> **ARTICLE**
═══

Start from a position and to end...

[bgreen]

Hi,

I want to print from a certain position and print to the end how do I do this?

memset(buf2, ' ', sizeof(buf2));
buf2[76] = NULL;
memcpy(buf2, cheque.sp_amount, sizeof(buf2));

ptr1 = strrchr(buf2, ' ');
*ptr1 = NULL;
ptr1++;
fprintf(fd, "%s --\r\n", buf2);

diff = sizeof(buf2) - strlen(ptr1);

here I want to take the cheque.sp_amount and start from position diff and print to the end of the line. I am having difficulty figuring this one out. Help would be appreciated. Thanks.

ptr = ;

fprintf(fd, "%s\r\n", ptr);
fprintf(fd, "%s\r\n", cheque.sp_amount);

memset(buf, '*', sizeof(buf));
buf[76] = NULL;
memcpy(buf, ptr1, strlen(ptr1));
POS(1.5);
fprintf(fd, "%s\r\n\r\n", buf);

 

[ArkM]

Please, read more about printf family format specifiers in man/help or any C book. Use precision specifier of %.ds for C strings (max number of printed characters for s format).
Don't use NULL macros for end-of-string zero terminator. NULL macros id (deprecated) surrogate for null pointer. Use constant 0 or #define EOS 0 (style and taste issue, of course)...

 

[bgreen]

maybe I am no being clear. Please note that I am a very in experienced C programmer.

Here is my string:
Seventy Seven Million Seven Hundred Seventy Seven Thousand Seven Hundred Seventy Seven Dollars And 77 Cents

I want to go to the 74th position and print the remainder of the string:

Seventy Seven Dollars And 77 Cents

How can I do this?

═══

> **SUPPLIED MATERIAL**

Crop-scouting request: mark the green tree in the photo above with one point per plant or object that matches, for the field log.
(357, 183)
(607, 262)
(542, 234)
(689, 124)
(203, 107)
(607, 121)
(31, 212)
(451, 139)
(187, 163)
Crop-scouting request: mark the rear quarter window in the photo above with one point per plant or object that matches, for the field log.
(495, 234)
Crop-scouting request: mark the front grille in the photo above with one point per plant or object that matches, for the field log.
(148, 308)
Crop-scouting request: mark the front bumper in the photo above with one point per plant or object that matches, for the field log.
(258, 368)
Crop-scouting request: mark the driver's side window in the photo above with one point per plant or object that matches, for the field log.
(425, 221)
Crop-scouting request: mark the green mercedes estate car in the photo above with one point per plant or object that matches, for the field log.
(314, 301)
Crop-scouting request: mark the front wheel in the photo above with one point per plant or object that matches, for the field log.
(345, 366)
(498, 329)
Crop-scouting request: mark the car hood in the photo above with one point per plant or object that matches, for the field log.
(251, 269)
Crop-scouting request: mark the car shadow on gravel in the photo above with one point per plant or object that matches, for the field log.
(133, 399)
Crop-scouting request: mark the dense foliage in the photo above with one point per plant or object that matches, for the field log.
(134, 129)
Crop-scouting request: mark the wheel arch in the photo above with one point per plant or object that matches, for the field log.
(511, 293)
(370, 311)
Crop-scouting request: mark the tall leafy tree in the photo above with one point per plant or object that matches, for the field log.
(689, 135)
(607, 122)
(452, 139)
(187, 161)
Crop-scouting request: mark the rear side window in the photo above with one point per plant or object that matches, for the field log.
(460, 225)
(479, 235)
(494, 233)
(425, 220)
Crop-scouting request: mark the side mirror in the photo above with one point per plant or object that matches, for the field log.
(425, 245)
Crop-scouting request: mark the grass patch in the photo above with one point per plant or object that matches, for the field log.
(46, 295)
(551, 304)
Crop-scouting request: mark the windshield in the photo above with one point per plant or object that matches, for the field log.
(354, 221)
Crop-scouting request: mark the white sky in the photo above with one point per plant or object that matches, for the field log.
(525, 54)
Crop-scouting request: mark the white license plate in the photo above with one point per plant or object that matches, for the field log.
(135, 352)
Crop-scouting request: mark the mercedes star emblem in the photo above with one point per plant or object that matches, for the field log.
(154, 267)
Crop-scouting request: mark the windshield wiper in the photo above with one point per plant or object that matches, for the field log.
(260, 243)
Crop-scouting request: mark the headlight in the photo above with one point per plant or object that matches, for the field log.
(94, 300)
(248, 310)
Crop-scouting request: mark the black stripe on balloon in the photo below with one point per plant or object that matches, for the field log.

═══

> **SHORT PROBLEM A**
In the forum thread about printing part of a C string, why is the NULL macro not recommended as the end-of-string terminator? Answer in one to three sentences.
> **SHORT PROBLEM B**
Carry on the forum thread about printing part of a C string from its last line.
The rows have no connection to the forum thread about printing part of a C string.

> **WRITTEN RESPONSE A**
The NULL macro is described as a deprecated surrogate for a null pointer, not a zero terminator for strings. The constant 0, or a definition such as #define EOS 0, is recommended instead.

> **WRITTEN RESPONSE B**
[itsgsd]

The quick answer to your question is:

fprintf(fd, "%s\r\n", &cheque.sp_amount[76]);

The longer answer to what you are trying to do is the following example modification of your code which I think is what you are trying to do:

#include <stdio.h>
#include <string.h>

int main(void) {

  char sp_amount[120] = "Seventy Seven Million Seven Hundred Seventy Seven Thousand Seven Hundred Seventy Seven Dollars And 77 Cents";
  char buf[120];
  char buf2[120];
  int diff;
  char *ptr1;

  strcpy(buf2,sp_amount);
  buf2[76] = 0;
  ptr1 = strrchr(buf2,' ');
  *ptr1 = 0;

  printf("%s --\r\n", buf2);
  diff = strlen(buf2)+1;

  memset(buf, '*', sizeof(buf));
  buf[76] = 0;
  memcpy(buf, &sp_amount[diff], strlen(&sp_amount[diff]));
  printf("%s\r\n\r\n", buf);

  return 0;
}

Hope this helps to answer your question.

 

[ArkM]

Some additions: in C (and C++) language an array name treats as a pointer to the 1st (index zero array element except in sizeof op argument position. You may refer to any place in your array if you add (using pointer arith) an index value to starting array pointer (i.e. array name):

char array[128];
...
char* prest = array + 100;
...
printf("...%s...",prest);

Of course, you may get a pointer with a construct

&array[index]

It is exactly same as

array+index

 

[bgreen]

Thanks all for the help.

I figured it out.